### Directions for this task
Please reproduce every entry below word for word, leaving out the pictures.

### Data extract
# # # # #

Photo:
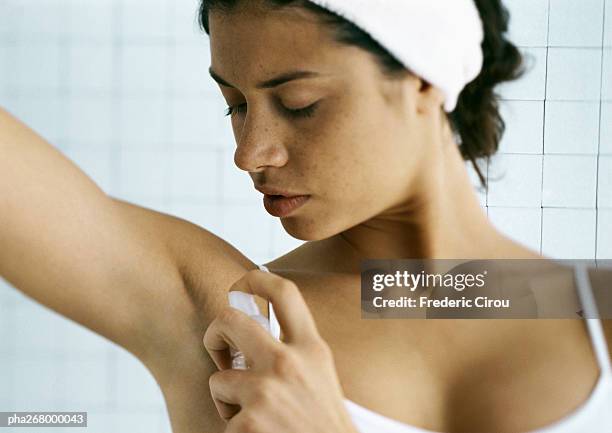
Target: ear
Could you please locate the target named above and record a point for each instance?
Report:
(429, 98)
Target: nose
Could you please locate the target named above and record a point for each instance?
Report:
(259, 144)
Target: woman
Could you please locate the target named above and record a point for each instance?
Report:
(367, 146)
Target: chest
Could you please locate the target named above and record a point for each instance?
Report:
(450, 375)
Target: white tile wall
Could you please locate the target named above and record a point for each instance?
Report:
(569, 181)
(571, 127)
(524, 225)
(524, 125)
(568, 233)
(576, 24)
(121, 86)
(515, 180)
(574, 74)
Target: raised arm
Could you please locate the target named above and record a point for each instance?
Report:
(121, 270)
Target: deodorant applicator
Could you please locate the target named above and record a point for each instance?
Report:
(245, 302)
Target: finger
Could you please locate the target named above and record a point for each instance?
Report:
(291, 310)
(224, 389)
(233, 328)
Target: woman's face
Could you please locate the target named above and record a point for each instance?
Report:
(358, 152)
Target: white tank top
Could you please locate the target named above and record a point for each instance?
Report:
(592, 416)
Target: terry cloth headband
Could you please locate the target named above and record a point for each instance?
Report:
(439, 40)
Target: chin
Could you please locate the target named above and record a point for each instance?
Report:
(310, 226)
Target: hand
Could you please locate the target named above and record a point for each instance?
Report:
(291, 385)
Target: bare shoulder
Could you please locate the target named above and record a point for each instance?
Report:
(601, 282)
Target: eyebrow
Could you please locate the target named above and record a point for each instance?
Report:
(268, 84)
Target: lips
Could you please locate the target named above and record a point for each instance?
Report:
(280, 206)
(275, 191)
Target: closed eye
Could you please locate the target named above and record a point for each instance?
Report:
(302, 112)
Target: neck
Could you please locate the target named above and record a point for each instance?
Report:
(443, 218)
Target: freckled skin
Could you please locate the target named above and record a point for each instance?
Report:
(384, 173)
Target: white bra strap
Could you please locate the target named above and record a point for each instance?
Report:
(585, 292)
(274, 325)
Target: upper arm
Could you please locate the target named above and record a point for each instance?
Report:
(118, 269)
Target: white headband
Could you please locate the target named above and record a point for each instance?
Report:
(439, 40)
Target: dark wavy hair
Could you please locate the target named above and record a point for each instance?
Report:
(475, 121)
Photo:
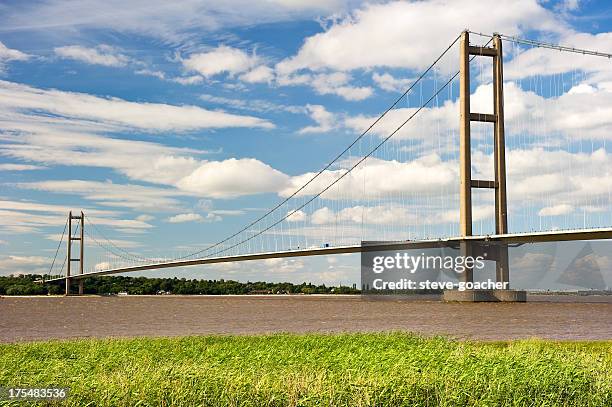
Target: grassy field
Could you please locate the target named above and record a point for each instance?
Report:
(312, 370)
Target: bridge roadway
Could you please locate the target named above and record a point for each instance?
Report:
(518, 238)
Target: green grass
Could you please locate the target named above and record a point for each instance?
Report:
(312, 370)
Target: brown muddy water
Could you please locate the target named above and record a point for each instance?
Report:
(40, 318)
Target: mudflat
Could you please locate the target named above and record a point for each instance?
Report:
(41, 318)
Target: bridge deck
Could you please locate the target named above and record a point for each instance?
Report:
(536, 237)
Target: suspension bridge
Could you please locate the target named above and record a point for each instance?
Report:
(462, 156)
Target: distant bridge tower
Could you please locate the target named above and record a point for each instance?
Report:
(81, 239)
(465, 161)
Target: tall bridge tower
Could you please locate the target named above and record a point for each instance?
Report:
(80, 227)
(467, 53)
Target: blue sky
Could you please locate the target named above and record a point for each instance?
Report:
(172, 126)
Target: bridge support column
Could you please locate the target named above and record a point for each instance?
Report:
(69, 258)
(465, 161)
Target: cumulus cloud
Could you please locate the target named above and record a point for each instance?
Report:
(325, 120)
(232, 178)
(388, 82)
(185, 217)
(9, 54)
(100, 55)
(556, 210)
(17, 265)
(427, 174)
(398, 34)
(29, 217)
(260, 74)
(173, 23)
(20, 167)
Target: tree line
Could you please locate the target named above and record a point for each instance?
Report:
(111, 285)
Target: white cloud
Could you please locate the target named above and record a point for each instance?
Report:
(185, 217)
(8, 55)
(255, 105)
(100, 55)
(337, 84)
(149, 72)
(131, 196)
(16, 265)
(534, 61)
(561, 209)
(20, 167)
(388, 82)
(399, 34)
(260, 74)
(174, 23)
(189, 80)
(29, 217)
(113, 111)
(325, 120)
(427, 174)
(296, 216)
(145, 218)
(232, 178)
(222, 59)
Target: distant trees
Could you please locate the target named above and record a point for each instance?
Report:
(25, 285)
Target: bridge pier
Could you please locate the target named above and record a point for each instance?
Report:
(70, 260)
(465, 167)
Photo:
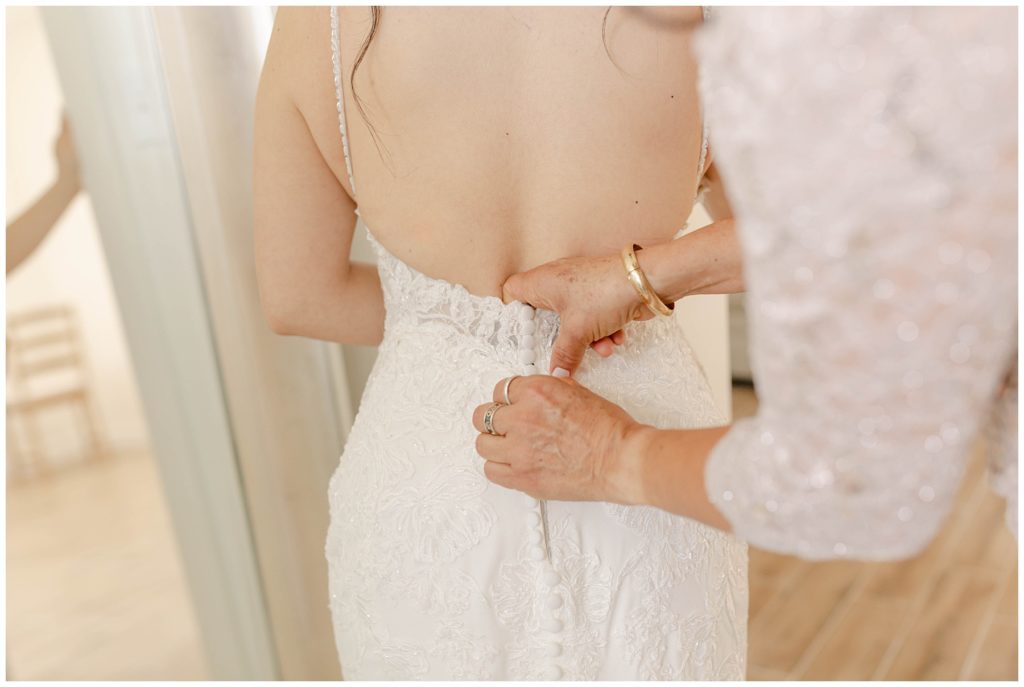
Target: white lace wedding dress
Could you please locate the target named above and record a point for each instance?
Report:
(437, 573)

# # # # #

### Task solution
Photo:
Target: ear
Could you please locate the target named above and record a point for each instance?
Report:
(429, 98)
Target: nose
Could you please locate the target named above and record a point for each instance?
Report:
(259, 144)
Target: woman
Could you please locate the target named above and record a point for each instance?
Report:
(367, 146)
Target: chest
Could you please locate the target named above and record a point for each instance?
Report:
(450, 375)
Target: white tile wall
Could you please locate the target named above and record a point for each instance?
Report:
(569, 181)
(571, 127)
(524, 225)
(524, 125)
(568, 233)
(576, 24)
(121, 86)
(515, 180)
(574, 74)
Target: raised arm
Could you please locate the target named above and record a point for each instance?
Report:
(121, 270)
Target: deodorant applicator
Could you please locate the target named above and record a point for each instance?
Report:
(245, 302)
Target: finger
Could you please locate the target named above and record a point for each instance?
Report:
(291, 310)
(224, 389)
(233, 328)
Target: woman's face
Could you please locate the target named above and record a point for each instance?
Report:
(358, 152)
Target: white tank top
Could you please locate the target named above and record a point for each instance?
Report:
(592, 416)
Target: terry cloth headband
Could you please locate the target named above and record a point for each instance?
Report:
(439, 40)
Target: chin
Could you please locate the target named above and record a point for each instance?
Report:
(310, 226)
Target: hand
Could you please locate the target named above and record a point for each instance?
Report:
(291, 385)
Target: bare shoulder
Could you please locate the target named above and record a point for each instance?
Report:
(601, 282)
Target: eyebrow
Could you please locate the target named above and record a point for each instance?
Report:
(268, 84)
Target: lips
Could you please locate the target named above and record a point for each instance?
Report:
(280, 206)
(275, 191)
Target: closed eye
Could you please locate the target named above and record a point for each instance?
Report:
(302, 112)
Target: neck
Could you please locate the target named above and record a point for each instance?
Report:
(443, 218)
Target: freckled skin
Could you please locate the target named above and record a point for each instance?
Report:
(384, 173)
Target: white bra strap
Could you please locate the target named above and record a point for each instance?
Report:
(585, 292)
(274, 325)
Target: upper arm
Could you please locate the target named above and record a point for each instance?
Report:
(118, 269)
Target: white headband
Could you please locate the target named above and record a point for each instance?
Report:
(439, 40)
Target: dark wavy hair
Could you please locate the target named above and record a point for each instance?
Report:
(475, 121)
Photo:
Target: grassy field
Could you please locate the target named above and record a point for each instance?
Report:
(312, 370)
Target: bridge roadway
Could you please locate the target named above and record a point for each instance?
Report:
(518, 238)
Target: green grass
Could you please locate the target named above and record a point for each instance?
Report:
(312, 370)
Target: brown muddy water
Could you please locate the target named above and record a point for each instance?
Report:
(40, 318)
Target: mudflat
Could you please locate the target named above and record a point for each instance?
Report:
(41, 318)
Target: bridge deck
Could you please locate the target named above and record a point for each instance?
Report:
(536, 237)
Target: suspension bridge
Could you please locate the target named above and record a point for each instance?
Report:
(462, 156)
Target: distant bridge tower
Could you please locate the target named above and record a point for each instance?
Report:
(81, 239)
(465, 161)
Target: tall bridge tower
Could you please locate the target named above and record a point for each instance?
Report:
(80, 227)
(467, 53)
Target: blue sky
Could you please locate the target named above and record a point for each instance?
Report:
(172, 126)
Target: bridge support column
Could you please locate the target named above and record a point for each instance?
Report:
(69, 258)
(465, 161)
Target: cumulus cloud
Could you please locate the target named above and record a point for each instance?
Report:
(325, 120)
(232, 178)
(388, 82)
(185, 217)
(9, 54)
(100, 55)
(556, 210)
(17, 265)
(427, 174)
(398, 34)
(29, 217)
(260, 74)
(173, 23)
(20, 167)
Target: tree line
Could you please locate the target named above and record a point for each instance?
Report:
(111, 285)
Target: white cloud
Could you please locate the target named above and record a point for each instance?
Report:
(185, 217)
(8, 55)
(255, 105)
(100, 55)
(337, 84)
(149, 72)
(131, 196)
(16, 265)
(534, 61)
(561, 209)
(20, 167)
(388, 82)
(399, 34)
(260, 74)
(174, 23)
(189, 80)
(29, 217)
(113, 111)
(325, 120)
(427, 174)
(296, 216)
(145, 218)
(232, 178)
(222, 59)
Target: distant trees
Could you please locate the target named above and record a point for each instance?
Report:
(25, 285)
Target: bridge pier
Could you please locate the target named above and record a point for each instance?
Report:
(70, 260)
(465, 167)
Photo:
Target: white lace wedding dress
Could you please locate the target named above and record a point for each instance?
Report:
(437, 573)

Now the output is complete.